(Saved data entries)
□ □ □ □ □

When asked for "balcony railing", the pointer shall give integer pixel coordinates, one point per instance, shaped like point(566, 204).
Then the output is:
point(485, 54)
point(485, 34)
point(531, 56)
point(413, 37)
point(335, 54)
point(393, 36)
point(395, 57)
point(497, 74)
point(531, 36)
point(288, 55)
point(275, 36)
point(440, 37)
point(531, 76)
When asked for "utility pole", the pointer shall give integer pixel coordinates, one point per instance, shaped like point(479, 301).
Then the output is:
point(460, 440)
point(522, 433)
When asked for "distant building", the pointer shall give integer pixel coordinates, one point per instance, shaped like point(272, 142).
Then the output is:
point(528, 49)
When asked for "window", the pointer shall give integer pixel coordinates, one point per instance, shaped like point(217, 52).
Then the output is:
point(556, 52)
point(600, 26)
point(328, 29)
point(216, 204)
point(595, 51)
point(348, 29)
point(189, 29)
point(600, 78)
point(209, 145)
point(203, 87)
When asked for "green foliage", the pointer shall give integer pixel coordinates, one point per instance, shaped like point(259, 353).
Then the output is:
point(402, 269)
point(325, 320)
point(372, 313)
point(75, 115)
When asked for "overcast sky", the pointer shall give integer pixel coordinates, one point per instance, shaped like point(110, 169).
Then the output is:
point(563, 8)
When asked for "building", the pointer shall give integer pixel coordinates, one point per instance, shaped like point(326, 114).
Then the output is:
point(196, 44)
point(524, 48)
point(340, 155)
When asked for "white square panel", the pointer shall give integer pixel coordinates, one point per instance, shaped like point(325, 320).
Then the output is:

□ □ □ □ □

Check each line of the entries above for the string "pixel", and return those that contain it.

When asked for "balcony railing", the pointer shall give integer pixel coordinates, one point per instance, shaped like point(566, 204).
When asked for "utility pole", the pointer shall give integer pixel coordinates, one point per instance, shaped like point(479, 301).
When asked for "distant building", the pointer shall give integer pixel coordinates, one point per instance, shaped like point(272, 142).
When asked for "window", the pointer shall give integer pixel coordinates, one point per instance, shaped like point(217, 52).
When asked for "green foliage", the pointer shall give integer pixel coordinates, one point per instance, shaped like point(259, 353).
When asked for "overcast sky", the pointer shall give integer pixel coordinates, one point per instance, shaped like point(110, 169).
When asked for "building", the pointer shall give integer pixel coordinates, one point per instance, shaped like point(326, 114).
When asked for "white square panel", the pointer shall give integer pixel coordinates, one point per instance, shaped like point(325, 320).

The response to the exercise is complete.